## Compiti assegnati
1. Nell'articolo su «Nako», riscrivi tutto il passo da "SASSARI. La prima" fino a "permesso di soggiorno.", sostituendo "migranti" con "profughi".
2. Secondo l'articolo su «Nako», che cosa significa la parola «Nako» nella lingua mandinka dell'Africa occidentale?

## Estratto del documento
<<<<

SASSARI. La prima sensazione che si prova guardando “Nako – La terra” è quella di un tempo sospeso. Ettari di campagna che si perdono all’orizzonte, querce secolari, rocce e tutt’intorno mucche, pecore, asini al pascolo in un silenzio verde. Facile riconoscere l’ambientazione sarda, barbaricina, e infatti sono i terreni che circondano l’agriturismo «Donnedda» a Sarule. Il senso di sospensione, però, è dato dalle presenze umane: un gruppo di migranti che in quell’agriturismo, adibito a centro di accoglienza, hanno trovato una terra di mezzo. Un limbo. Un non-tempo e un non-luogo a metà strada tra l’Africa e le famiglie che hanno lasciato e il futuro che sarà autorizzato ad arrivare solo dopo il permesso di soggiorno.

Parla proprio di questo il cortometraggio presentato ieri in anteprima a Sassari durante il festival Girovagando, quest’anno dedicato alle convivenze indagate in una prospettiva multiculturale e multietnica. «Nako» – che nella lingua mandinka dell’Africa occidentale significa campo, orto, terra da coltivare – è nato all’interno del progetto «Nuovi linguaggi e pratiche audiovisive nella Sardegna contemporanea: il video partecipativo e la ricerca di un antropologia condivisa». Un progetto, da pochi giorni anche online (www.videopartecipativosardegna.net), portato avanti dallo scorso marzo dall’associazione culturale 4Caniperstrada, con il co-finanziamento della Regione Sardegna e la collaborazione dell’Archivio Memorie Migranti e del collettivo di documentaristi Zalab. Fanno parte dello stesso programma altri due documentari che saranno presentati a ottobre. Realizzati con gli studenti della IVG del Liceo magistrale di Sassari e con un gruppo di giovani della Porto Torres post-Petrolchimico.

>>>>

## Dati forniti
<<<<

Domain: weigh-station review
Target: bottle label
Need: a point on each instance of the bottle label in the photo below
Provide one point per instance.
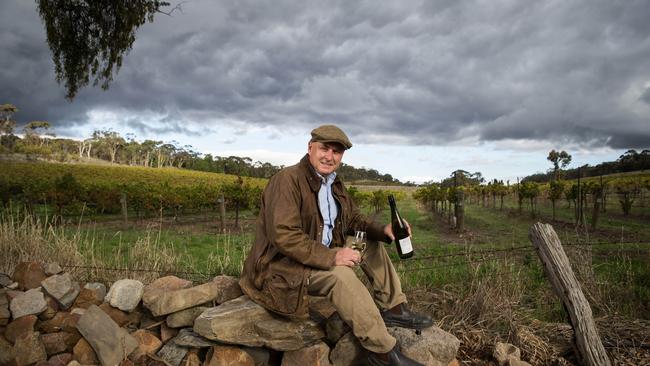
(405, 244)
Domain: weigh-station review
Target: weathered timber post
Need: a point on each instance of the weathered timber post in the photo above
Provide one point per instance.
(124, 208)
(460, 210)
(222, 213)
(556, 265)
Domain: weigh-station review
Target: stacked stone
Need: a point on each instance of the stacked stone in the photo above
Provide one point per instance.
(49, 319)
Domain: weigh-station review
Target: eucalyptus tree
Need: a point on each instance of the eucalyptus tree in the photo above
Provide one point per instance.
(560, 159)
(89, 38)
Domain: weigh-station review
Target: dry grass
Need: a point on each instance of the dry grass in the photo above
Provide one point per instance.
(23, 237)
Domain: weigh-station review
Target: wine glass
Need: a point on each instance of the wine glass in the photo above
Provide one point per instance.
(359, 242)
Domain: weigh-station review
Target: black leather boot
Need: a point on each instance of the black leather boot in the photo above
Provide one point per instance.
(401, 316)
(392, 358)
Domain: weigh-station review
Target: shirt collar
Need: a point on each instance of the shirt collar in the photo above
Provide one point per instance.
(328, 179)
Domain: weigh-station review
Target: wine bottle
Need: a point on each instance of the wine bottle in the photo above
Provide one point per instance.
(402, 238)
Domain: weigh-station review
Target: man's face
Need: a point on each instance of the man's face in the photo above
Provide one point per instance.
(325, 157)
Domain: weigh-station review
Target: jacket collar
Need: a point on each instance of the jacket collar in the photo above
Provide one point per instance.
(309, 172)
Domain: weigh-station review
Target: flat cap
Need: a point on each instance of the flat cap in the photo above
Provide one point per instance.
(330, 133)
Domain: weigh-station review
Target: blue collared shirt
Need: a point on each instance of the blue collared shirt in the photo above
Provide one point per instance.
(328, 208)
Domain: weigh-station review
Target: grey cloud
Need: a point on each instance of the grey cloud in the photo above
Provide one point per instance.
(428, 72)
(646, 96)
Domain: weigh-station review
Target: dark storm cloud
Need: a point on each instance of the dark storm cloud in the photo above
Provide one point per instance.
(428, 72)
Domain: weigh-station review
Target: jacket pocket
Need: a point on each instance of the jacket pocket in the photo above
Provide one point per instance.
(285, 287)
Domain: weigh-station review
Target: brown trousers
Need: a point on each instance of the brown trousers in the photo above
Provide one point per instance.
(351, 298)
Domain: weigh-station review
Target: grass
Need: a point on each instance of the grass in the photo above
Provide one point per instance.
(483, 284)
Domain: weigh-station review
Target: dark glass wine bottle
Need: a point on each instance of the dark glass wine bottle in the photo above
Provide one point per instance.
(402, 238)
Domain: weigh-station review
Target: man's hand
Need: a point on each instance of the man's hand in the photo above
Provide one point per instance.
(347, 257)
(388, 230)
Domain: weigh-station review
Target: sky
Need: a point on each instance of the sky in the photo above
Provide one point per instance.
(422, 88)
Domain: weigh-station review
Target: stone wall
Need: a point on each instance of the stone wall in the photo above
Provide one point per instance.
(48, 318)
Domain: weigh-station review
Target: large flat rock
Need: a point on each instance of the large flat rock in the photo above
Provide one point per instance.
(167, 302)
(29, 275)
(111, 343)
(241, 321)
(434, 347)
(62, 288)
(28, 303)
(125, 294)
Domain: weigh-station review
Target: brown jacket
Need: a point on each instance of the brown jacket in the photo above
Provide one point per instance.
(288, 240)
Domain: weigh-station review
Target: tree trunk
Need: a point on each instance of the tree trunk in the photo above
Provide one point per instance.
(553, 205)
(590, 350)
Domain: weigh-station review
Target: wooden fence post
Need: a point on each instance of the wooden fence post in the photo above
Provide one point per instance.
(124, 207)
(459, 211)
(222, 213)
(556, 265)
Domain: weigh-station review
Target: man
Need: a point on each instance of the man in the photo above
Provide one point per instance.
(305, 216)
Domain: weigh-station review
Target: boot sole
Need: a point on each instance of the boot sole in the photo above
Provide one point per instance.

>>>>

## Soluzioni svolte
1.
SASSARI. La prima sensazione che si prova guardando “Nako – La terra” è quella di un tempo sospeso. Ettari di campagna che si perdono all’orizzonte, querce secolari, rocce e tutt’intorno mucche, pecore, asini al pascolo in un silenzio verde. Facile riconoscere l’ambientazione sarda, barbaricina, e infatti sono i terreni che circondano l’agriturismo «Donnedda» a Sarule. Il senso di sospensione, però, è dato dalle presenze umane: un gruppo di profughi che in quell’agriturismo, adibito a centro di accoglienza, hanno trovato una terra di mezzo. Un limbo. Un non-tempo e un non-luogo a metà strada tra l’Africa e le famiglie che hanno lasciato e il futuro che sarà autorizzato ad arrivare solo dopo il permesso di soggiorno.

2. Significa campo, orto, terra da coltivare.